Pointing records:
--- BEGIN ---

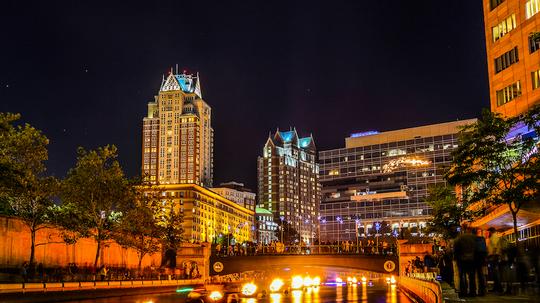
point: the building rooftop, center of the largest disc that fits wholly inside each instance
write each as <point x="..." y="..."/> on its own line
<point x="188" y="83"/>
<point x="373" y="137"/>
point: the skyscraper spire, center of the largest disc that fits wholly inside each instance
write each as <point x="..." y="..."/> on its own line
<point x="198" y="91"/>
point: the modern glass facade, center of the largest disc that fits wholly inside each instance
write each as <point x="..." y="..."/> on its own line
<point x="380" y="180"/>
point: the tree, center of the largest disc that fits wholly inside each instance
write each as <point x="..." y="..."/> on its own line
<point x="170" y="220"/>
<point x="290" y="234"/>
<point x="24" y="190"/>
<point x="448" y="213"/>
<point x="497" y="161"/>
<point x="96" y="192"/>
<point x="139" y="229"/>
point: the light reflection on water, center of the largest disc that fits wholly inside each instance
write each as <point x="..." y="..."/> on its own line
<point x="361" y="293"/>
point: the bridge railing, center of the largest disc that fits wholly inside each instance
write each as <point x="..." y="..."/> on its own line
<point x="280" y="249"/>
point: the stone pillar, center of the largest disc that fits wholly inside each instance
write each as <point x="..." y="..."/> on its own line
<point x="207" y="251"/>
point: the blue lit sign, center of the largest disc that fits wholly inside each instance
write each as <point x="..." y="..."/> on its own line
<point x="286" y="136"/>
<point x="363" y="134"/>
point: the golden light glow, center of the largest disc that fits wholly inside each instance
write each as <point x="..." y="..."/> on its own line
<point x="297" y="282"/>
<point x="276" y="285"/>
<point x="307" y="281"/>
<point x="297" y="296"/>
<point x="404" y="162"/>
<point x="249" y="289"/>
<point x="276" y="298"/>
<point x="215" y="295"/>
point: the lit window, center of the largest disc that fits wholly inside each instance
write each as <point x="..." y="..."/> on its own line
<point x="505" y="60"/>
<point x="494" y="3"/>
<point x="536" y="79"/>
<point x="534" y="42"/>
<point x="531" y="8"/>
<point x="508" y="93"/>
<point x="504" y="27"/>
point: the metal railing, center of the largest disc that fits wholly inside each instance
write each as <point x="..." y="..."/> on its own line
<point x="426" y="291"/>
<point x="279" y="249"/>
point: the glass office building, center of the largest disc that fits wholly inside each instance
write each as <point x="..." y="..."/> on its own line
<point x="379" y="180"/>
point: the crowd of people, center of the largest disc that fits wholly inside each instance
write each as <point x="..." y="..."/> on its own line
<point x="87" y="272"/>
<point x="364" y="246"/>
<point x="476" y="256"/>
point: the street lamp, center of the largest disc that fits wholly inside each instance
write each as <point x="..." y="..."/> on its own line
<point x="339" y="222"/>
<point x="323" y="221"/>
<point x="357" y="222"/>
<point x="282" y="218"/>
<point x="377" y="227"/>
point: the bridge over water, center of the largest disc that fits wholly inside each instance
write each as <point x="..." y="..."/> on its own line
<point x="378" y="262"/>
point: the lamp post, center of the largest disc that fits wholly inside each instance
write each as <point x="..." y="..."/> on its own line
<point x="357" y="222"/>
<point x="377" y="227"/>
<point x="323" y="221"/>
<point x="282" y="218"/>
<point x="339" y="222"/>
<point x="228" y="236"/>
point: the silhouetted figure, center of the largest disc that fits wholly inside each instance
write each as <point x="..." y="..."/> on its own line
<point x="464" y="247"/>
<point x="480" y="255"/>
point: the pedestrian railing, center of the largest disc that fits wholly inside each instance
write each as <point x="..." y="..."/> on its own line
<point x="68" y="286"/>
<point x="306" y="250"/>
<point x="428" y="276"/>
<point x="422" y="290"/>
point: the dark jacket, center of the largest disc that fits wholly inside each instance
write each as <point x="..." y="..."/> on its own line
<point x="464" y="247"/>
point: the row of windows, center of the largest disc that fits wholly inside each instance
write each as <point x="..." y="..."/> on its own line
<point x="503" y="28"/>
<point x="534" y="42"/>
<point x="508" y="93"/>
<point x="535" y="79"/>
<point x="494" y="3"/>
<point x="385" y="146"/>
<point x="505" y="60"/>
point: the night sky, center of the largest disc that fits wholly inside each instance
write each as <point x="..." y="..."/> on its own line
<point x="84" y="75"/>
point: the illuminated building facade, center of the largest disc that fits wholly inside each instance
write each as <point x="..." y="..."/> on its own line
<point x="383" y="178"/>
<point x="265" y="225"/>
<point x="208" y="215"/>
<point x="288" y="182"/>
<point x="513" y="42"/>
<point x="237" y="193"/>
<point x="177" y="134"/>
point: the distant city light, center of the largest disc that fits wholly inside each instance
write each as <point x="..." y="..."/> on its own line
<point x="363" y="134"/>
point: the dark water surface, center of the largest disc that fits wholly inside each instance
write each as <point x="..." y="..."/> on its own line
<point x="360" y="293"/>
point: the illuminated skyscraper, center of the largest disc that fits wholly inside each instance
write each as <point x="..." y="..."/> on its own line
<point x="177" y="134"/>
<point x="289" y="184"/>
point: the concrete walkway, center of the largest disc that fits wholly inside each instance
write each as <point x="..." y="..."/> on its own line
<point x="532" y="294"/>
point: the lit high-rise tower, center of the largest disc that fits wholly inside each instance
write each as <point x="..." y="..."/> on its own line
<point x="289" y="183"/>
<point x="177" y="134"/>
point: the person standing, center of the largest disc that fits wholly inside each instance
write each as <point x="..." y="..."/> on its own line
<point x="480" y="255"/>
<point x="494" y="259"/>
<point x="464" y="247"/>
<point x="24" y="272"/>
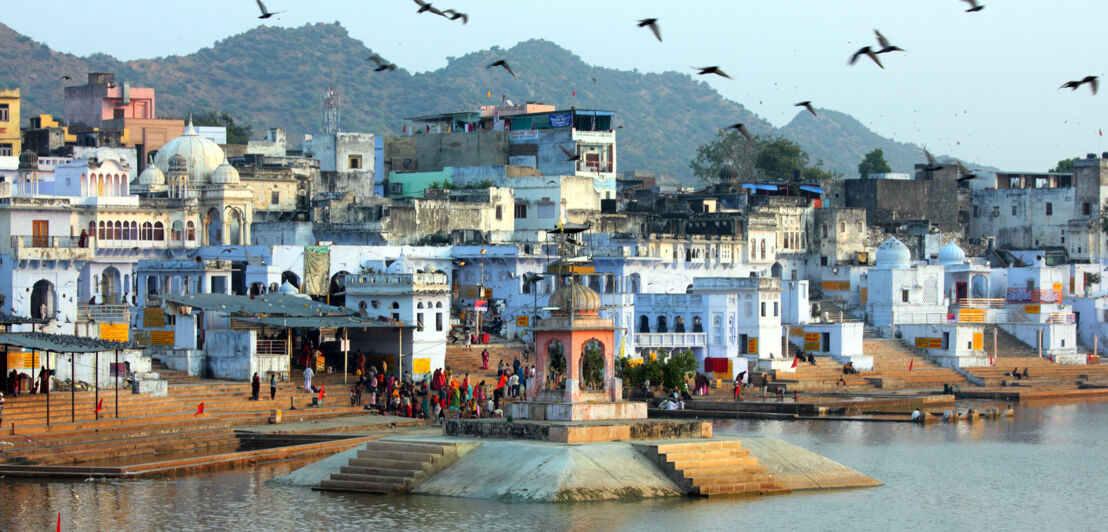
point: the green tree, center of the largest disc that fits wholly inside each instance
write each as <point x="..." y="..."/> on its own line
<point x="729" y="149"/>
<point x="1065" y="165"/>
<point x="236" y="134"/>
<point x="873" y="163"/>
<point x="779" y="159"/>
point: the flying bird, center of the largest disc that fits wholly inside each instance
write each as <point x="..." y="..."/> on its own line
<point x="265" y="12"/>
<point x="711" y="70"/>
<point x="1091" y="80"/>
<point x="501" y="63"/>
<point x="741" y="129"/>
<point x="424" y="7"/>
<point x="973" y="6"/>
<point x="885" y="45"/>
<point x="570" y="155"/>
<point x="868" y="52"/>
<point x="653" y="24"/>
<point x="455" y="14"/>
<point x="807" y="105"/>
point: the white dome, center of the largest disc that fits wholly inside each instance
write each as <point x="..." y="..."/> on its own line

--- END ---

▶ Given instruction
Please swap "dome" for "tower" in the records from the line containing "point: the white" through the end of the records, and write out only those lines with all else unchanged.

▶ Solution below
point: the white tower, center of the largest disc that fits wholly inside each instance
write each as <point x="..." y="..."/> on its own line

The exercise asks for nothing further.